(Selected text Opens)

U.S. Pat. No. 3,427,222 discloses a uranium dioxide fuel pellet substrate coated with a mixture of uranium dioxide and a zirconium diboride burnable poison applied by a plasma spraying technique (see column 4, "Example I"). That patent also disclosed a uranium dioxide fuel pellet substrate coated with the burnable poison boron applied by chemical vapor deposition, and the patent noted that the deposition rate was slow at low temperatures while the coating was not as adherent at high temperatures (see column 5, "Example III").
It is known that a nuclear fuel contained in an aluminum can may be coated with a layer of niobium to prevent the fuel from reacting with the can (British Pat. No. 859,206; page 1; lines 12-30). It is also known that minute nuclear fuel particles, such as uranium dioxide particles, may be coated with a single layer or several layers of the same or different non-absorber materials, including niobium, for such purposes as protecting the fuel from corrosion and helping to retain the products of fission. The coatings may be applied by various techniques, such as depositing from a vapor of the coating material, depositing from a decomposing vapor, and electroplating (British Pat. No. 933,500).
Japanese Pat. No. 52-3999 discloses a nuclear fuel first coated with a thin layer of a material (such as niobium) to absorb fission fragments and then coated with a main coating material (such as a Zircaloy). The patent apparently does not concern burnable absorber coatings, and is not relevant to the present invention.
In Dispersion Fuel Elements, an AEC Monograph by A. N. Holden published in 1967 by Gordon and Breach of New York there is mentioned coating fuel particles in dispersion fuels to prevent interaction of the particles with the matrix and to retain fission products (page 30). Uranium dioxide coated with niobium by vapor-phrase reduction is disclosed (page 48). Also disclosed is uranium dioxide coated with chromium, by vapor-phase reduction using chromium dichloride, which was deposited over a niobium undercoat (page 48).

(Selected text Closes)
(Dataset entries Opens)

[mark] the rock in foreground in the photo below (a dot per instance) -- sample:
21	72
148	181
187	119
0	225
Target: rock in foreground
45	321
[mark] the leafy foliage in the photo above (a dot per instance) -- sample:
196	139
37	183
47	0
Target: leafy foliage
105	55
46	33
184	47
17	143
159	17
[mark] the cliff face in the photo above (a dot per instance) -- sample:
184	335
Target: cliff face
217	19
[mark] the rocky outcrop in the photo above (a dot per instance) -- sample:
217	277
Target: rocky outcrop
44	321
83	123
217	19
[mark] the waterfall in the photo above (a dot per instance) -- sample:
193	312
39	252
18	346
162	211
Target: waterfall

(Dataset entries Closes)

▶ _Task instructions_
**A)** Which patents does the passage on coated nuclear fuel cite? List each by its number as given.
**B)** Answer these questions from the passage on coated nuclear fuel:
(i) By what technique was the mixture of uranium dioxide and zirconium diboride applied in the U.S. patent?
(ii) In British Pat. No. 859,206, what metal is the can that holds the nuclear fuel made of?
(iii) In what year was Dispersion Fuel Elements published?
**C)** Carry on the passage on coated nuclear fuel after its last sentence.
The entries are separate material and have no connection to the passage on coated nuclear fuel.

▶ _Answers below_
**A)**
U.S. Pat. No. 3,427,222
British Pat. No. 859,206
British Pat. No. 933,500
Japanese Pat. No. 52-3999

**B)**
(i) Plasma spraying.
(ii) Aluminum.
(iii) 1967.

**C)**
The present inventors are aware of the earlier documented work disclosed in a commonly assigned U.S. patent application entitled "Coating a Uranium Dioxide Nuclear Fuel With a Zirconium Diboride Burnable Poison", by Walston Chubb, concomitantly filed with the present application, wherein spalling problems with chemically vapor depositing zirconium diboride on uranium dioxide were overcome by first deposition (by sputtering, chemical vapor deposition, etc.) a thin undercoat layer of niobium (of between about 3 microns and about 6 microns in thickness) on the uranium dioxide and then chemically vapor depositing the zirconium diboride on he niobium layer.
Fuel pellets coated with a boron containing burnable absorber such as elemental boron, boron-10 isotope (the isotope of elemental boron having the burnable absorber property), zirconium diboride, boron carbide, boron nitride, and the like suffer from varying degrees of moisture adsorption. For example, uranium dioxide fuel pellets coated with zirconium diboride, after manufacture, must be furnace dried in a time consuming operation and then loaded into the fuel rods in a low humidity glove box environment. This is required because the zirconium diboride, being hygroscopic, takes on a thin layer of moisture (moisture adsorption) from the air itself. The added lengthy drying step (typically about 1 to 3 hours at temperatures of 200.degree.-600.degree. C. in a vacuum of less than or equal to 1 torr) and humidity controlled pellet loading environment add to the time, complexity and the cost of the nuclear fuel processing line. Moisture is to be avoided in nuclear fuel because, as is known to those skilled in the art, excessive hydrogen in the fuel pellet, appearing mostly as moisture, causes hydriding of the Zircaloy fuel rod when the hydrogen is released from the fuel pellet during operation of the reactor. The resulting corrosive effects of the hydriding may cause a breach in the fuel rod material and result in radioactive particles leaking into the water circulating through the reactor.